GOAL OF THE EXERCISE
Each line of the data that mentions the string "bamboo" needs to be identified and copied.

RECORDS TO PROCESS

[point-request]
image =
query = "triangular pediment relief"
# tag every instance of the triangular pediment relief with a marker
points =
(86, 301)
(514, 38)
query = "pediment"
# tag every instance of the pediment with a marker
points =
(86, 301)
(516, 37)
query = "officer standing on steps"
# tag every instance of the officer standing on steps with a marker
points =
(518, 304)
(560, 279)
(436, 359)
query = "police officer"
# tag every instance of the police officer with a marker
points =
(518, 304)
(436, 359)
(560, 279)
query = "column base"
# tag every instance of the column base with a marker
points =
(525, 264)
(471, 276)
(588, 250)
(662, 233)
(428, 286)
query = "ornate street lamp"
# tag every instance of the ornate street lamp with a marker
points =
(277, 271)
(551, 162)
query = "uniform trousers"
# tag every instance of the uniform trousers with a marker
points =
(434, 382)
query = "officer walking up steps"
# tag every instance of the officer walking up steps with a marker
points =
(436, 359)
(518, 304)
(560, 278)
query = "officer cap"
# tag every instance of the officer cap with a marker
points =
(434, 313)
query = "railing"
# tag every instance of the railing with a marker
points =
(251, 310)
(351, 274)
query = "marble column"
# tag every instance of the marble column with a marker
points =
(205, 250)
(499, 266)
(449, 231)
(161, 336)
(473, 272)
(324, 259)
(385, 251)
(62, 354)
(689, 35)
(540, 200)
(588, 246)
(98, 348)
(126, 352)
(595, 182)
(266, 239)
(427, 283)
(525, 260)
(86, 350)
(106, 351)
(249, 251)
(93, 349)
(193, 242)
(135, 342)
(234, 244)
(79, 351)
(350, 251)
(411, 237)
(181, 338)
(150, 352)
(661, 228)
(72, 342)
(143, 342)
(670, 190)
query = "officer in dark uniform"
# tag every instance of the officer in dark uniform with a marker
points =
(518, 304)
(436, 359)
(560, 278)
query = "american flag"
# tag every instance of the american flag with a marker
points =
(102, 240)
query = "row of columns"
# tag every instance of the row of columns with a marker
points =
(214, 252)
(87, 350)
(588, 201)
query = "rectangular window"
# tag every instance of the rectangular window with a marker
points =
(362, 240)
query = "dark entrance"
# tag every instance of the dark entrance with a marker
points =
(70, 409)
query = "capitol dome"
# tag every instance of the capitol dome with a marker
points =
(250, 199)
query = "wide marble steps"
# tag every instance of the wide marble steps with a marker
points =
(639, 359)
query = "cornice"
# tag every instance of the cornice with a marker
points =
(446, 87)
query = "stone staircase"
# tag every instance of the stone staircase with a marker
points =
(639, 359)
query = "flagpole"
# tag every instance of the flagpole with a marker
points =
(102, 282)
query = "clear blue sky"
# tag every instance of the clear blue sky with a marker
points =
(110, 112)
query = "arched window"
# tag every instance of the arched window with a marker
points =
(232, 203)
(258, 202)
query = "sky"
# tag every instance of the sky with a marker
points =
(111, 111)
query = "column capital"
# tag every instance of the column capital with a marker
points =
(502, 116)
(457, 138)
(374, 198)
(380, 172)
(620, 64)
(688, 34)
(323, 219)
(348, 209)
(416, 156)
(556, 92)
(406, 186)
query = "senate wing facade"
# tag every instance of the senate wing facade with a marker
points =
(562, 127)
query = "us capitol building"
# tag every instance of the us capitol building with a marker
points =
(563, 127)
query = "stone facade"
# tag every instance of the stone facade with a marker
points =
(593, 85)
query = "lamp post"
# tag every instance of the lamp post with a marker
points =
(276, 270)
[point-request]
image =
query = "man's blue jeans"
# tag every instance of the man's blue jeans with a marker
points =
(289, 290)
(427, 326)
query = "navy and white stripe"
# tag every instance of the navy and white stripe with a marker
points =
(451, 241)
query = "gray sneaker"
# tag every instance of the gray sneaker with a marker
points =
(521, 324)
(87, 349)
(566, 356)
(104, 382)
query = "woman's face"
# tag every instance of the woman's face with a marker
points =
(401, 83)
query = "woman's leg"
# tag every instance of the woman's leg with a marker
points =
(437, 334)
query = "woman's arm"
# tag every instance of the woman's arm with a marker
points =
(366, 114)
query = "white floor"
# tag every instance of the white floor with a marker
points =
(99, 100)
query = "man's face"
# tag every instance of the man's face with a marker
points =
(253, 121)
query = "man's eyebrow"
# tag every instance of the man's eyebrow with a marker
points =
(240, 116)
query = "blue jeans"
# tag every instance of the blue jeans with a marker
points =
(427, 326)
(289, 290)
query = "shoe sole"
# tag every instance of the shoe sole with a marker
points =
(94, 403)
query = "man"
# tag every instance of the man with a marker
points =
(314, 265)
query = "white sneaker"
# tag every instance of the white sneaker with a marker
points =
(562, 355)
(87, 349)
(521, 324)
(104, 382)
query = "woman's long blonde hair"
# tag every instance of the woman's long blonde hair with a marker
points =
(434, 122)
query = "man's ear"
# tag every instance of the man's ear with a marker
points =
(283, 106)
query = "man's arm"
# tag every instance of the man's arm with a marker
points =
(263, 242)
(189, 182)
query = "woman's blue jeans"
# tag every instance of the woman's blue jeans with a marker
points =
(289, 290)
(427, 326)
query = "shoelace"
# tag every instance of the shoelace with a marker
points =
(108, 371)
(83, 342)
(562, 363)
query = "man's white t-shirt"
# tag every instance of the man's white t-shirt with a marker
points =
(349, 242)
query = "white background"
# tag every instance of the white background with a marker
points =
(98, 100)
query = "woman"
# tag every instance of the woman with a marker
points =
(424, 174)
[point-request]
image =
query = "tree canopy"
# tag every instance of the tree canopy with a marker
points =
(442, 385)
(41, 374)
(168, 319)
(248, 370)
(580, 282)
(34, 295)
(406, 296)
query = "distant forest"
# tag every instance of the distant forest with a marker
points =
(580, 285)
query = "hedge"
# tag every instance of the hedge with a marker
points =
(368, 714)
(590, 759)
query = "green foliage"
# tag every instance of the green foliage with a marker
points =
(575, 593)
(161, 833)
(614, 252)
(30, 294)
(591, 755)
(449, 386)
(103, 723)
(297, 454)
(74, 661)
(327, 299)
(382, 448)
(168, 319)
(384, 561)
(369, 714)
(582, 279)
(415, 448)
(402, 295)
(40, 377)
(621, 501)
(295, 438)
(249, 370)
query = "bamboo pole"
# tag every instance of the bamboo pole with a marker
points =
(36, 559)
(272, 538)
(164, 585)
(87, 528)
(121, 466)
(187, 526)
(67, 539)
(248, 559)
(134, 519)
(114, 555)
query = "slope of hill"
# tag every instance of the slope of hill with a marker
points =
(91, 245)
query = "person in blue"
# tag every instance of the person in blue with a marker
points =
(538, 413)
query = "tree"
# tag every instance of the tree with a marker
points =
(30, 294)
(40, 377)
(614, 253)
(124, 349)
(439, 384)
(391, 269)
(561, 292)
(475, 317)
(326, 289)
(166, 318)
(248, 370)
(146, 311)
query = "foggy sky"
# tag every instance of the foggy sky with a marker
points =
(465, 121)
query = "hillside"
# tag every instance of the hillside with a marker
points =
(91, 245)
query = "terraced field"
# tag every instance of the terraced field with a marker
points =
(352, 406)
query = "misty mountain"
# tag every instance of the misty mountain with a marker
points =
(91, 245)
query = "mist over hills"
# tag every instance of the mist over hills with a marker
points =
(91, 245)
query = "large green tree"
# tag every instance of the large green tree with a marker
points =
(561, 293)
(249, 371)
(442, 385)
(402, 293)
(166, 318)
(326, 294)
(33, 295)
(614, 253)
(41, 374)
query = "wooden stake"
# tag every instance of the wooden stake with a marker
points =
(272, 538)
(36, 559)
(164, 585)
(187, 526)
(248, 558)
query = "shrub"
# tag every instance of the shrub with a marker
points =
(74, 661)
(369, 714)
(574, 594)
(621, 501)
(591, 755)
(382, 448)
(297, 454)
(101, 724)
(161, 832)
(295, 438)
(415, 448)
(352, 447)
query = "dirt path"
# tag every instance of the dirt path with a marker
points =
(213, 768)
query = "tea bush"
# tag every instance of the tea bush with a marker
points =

RESULT OF THIS EXERCISE
query = "bamboo pole"
# tag every instance of the bamboo pole with a marker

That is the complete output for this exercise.